▶ [Bounding box annotation entries]
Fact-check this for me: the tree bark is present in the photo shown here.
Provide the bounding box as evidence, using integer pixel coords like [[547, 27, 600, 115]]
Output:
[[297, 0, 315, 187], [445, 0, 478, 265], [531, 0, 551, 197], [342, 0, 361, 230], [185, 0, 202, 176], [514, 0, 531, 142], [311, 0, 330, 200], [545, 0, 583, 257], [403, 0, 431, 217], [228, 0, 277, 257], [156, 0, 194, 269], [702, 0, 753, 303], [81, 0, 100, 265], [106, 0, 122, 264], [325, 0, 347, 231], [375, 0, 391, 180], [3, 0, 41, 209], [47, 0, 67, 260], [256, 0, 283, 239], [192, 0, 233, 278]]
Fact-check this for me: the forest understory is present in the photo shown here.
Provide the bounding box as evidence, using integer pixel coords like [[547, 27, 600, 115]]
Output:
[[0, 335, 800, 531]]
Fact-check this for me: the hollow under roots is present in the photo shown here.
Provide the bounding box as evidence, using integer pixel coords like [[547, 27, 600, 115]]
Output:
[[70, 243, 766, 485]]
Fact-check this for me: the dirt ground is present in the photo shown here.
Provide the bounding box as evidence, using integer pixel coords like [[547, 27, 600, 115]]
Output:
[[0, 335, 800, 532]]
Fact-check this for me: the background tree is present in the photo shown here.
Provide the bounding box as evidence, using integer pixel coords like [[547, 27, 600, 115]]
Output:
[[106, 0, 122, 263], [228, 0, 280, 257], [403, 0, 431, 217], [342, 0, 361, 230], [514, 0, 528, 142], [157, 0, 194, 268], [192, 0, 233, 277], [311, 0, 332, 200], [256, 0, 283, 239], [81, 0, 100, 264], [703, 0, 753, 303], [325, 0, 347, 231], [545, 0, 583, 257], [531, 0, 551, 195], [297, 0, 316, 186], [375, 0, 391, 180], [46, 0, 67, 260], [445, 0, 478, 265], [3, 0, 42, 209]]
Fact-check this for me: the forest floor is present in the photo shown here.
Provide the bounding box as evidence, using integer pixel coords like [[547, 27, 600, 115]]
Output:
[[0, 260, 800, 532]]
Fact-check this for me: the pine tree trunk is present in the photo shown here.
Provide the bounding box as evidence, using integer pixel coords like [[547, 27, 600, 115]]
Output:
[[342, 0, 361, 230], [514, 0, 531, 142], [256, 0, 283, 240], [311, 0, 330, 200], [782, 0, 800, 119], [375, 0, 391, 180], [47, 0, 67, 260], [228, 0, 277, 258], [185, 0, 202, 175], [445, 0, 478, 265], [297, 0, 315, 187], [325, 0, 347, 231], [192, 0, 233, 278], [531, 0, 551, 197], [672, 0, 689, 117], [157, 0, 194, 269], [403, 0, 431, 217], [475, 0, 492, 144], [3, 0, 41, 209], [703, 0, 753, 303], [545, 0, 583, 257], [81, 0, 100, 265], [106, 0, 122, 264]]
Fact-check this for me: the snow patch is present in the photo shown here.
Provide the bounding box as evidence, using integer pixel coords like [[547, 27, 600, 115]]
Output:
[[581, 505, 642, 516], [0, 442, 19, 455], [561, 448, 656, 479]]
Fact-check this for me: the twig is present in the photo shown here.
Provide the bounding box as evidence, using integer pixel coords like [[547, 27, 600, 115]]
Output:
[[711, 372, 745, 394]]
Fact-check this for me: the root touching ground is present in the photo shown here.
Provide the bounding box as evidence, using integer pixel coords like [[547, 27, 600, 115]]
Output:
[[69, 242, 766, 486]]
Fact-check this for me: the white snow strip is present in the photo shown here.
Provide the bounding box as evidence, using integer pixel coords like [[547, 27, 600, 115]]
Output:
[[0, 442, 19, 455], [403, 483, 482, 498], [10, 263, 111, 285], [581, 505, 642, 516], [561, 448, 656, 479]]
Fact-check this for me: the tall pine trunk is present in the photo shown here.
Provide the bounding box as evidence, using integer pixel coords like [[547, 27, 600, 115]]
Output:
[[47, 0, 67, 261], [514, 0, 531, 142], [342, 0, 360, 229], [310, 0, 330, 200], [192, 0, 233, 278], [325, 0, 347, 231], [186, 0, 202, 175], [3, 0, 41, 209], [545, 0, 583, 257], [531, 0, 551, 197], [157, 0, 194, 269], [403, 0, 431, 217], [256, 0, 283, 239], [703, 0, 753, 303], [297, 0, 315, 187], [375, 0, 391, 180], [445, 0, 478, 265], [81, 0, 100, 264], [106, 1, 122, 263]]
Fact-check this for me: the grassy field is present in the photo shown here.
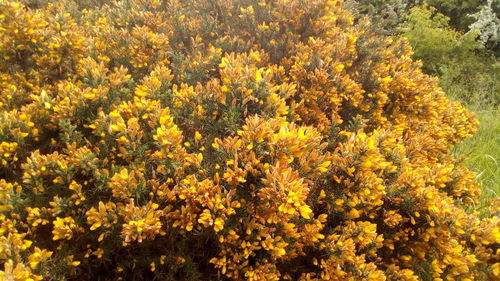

▶ [The exercise] Retype all of the lines above word for word, omitting the pictures from your answer.

▶ [Written solution]
Fact-check this for me: the tree bark is present in the photo shown here.
Provide the bounding box as evidence, using integer pixel coords like [[547, 27, 600, 115]]
Output:
[[297, 0, 315, 187], [445, 0, 478, 265], [531, 0, 551, 197], [342, 0, 361, 230], [185, 0, 202, 176], [514, 0, 531, 142], [311, 0, 330, 200], [545, 0, 583, 257], [403, 0, 431, 217], [228, 0, 277, 257], [156, 0, 194, 269], [702, 0, 753, 303], [81, 0, 100, 265], [106, 0, 122, 264], [325, 0, 347, 231], [375, 0, 391, 180], [3, 0, 41, 209], [47, 0, 67, 260], [256, 0, 283, 239], [192, 0, 233, 278]]
Fact-check this for me: the forest understory is present in the photo shown here.
Provide the bounding box as evidence, using integer pixel coords like [[547, 27, 600, 115]]
Output:
[[0, 335, 800, 531]]
Fact-check this for me: the hollow under roots is present in the photo shown here.
Provide the bounding box as evidence, using integer pixel coords like [[547, 27, 600, 115]]
Output:
[[70, 243, 766, 485]]
Fact-check this for me: the dirt ground is present in the photo shown here.
Provide the bounding box as evidence, using integer pixel coords like [[547, 27, 600, 115]]
Output:
[[0, 335, 800, 532]]
Fact-check this for me: the background tree is present in the photo shown here.
Provide the bounding box as evidence, using integer pixel coords like [[547, 27, 600, 115]]
Output:
[[106, 0, 122, 263], [228, 0, 280, 257], [403, 0, 431, 217], [342, 0, 361, 230], [514, 0, 528, 142], [157, 0, 194, 268], [192, 0, 233, 277], [311, 0, 332, 200], [256, 0, 283, 239], [81, 0, 100, 264], [703, 0, 753, 303], [325, 0, 347, 231], [545, 0, 583, 257], [531, 0, 551, 195], [297, 0, 316, 186], [375, 0, 391, 180], [46, 0, 67, 260], [445, 0, 478, 265], [3, 0, 42, 209]]
Fact-check this for me: the forest floor is present in the photo shown here.
Provide the bounding box as evidence, using integer pixel coords like [[547, 27, 600, 115]]
Output:
[[0, 260, 800, 532]]
Fact-check this for me: the pine tree trunk is present in the photo shown here.
Provide the bounding box as evidence, using integer pixel coords like [[547, 27, 600, 115]]
Output:
[[342, 0, 361, 230], [514, 0, 531, 142], [256, 0, 283, 240], [311, 0, 330, 200], [782, 0, 800, 119], [375, 0, 391, 180], [47, 0, 67, 260], [228, 0, 277, 258], [185, 0, 202, 175], [445, 0, 478, 265], [297, 0, 315, 187], [325, 0, 347, 231], [192, 0, 233, 278], [531, 0, 551, 197], [672, 0, 689, 117], [157, 0, 194, 269], [403, 0, 431, 217], [475, 0, 492, 144], [3, 0, 41, 209], [703, 0, 753, 303], [545, 0, 583, 257], [81, 0, 100, 265], [106, 0, 122, 264]]
Fact-check this for me: the snow patch is present in the photo shown here.
Provide the bounding box as evidence, using integer pixel coords like [[547, 27, 600, 115]]
Output:
[[581, 505, 642, 516], [0, 442, 19, 455], [561, 448, 656, 479]]
Fact-check this for me: the twig is present in the photo shown here.
Provide the bounding box as evidence, using integer pixel coords like [[547, 27, 600, 115]]
Output:
[[711, 372, 745, 394]]
Fact-check this for me: the root touching ground is present in the photo shown here.
Provide the bounding box as evidence, using integer pixel coords like [[547, 27, 600, 115]]
Output:
[[69, 242, 766, 486]]
Fact-check this for me: the white snow strip is present in the photo shown here.
Provide the bounding box as evidence, using integer pixel coords like [[547, 27, 600, 115]]
Output:
[[0, 442, 19, 455], [403, 483, 482, 498], [10, 263, 111, 285], [581, 505, 642, 516], [561, 448, 656, 479]]
Fact-check this for me: the tall pine trunk is present in the photo shown here.
Provide the bounding box as evidence, using integer pixel coords like [[547, 27, 600, 115]]
Output:
[[47, 0, 67, 261], [514, 0, 531, 142], [342, 0, 360, 229], [310, 0, 330, 200], [192, 0, 233, 278], [325, 0, 347, 231], [186, 0, 202, 175], [3, 0, 41, 209], [545, 0, 583, 257], [531, 0, 551, 197], [157, 0, 194, 269], [403, 0, 431, 217], [256, 0, 283, 239], [703, 0, 753, 303], [297, 0, 315, 187], [375, 0, 391, 180], [445, 0, 478, 265], [81, 0, 100, 264], [106, 1, 122, 263]]
Fact-check this for me: the grassy field is present in the photo shown here.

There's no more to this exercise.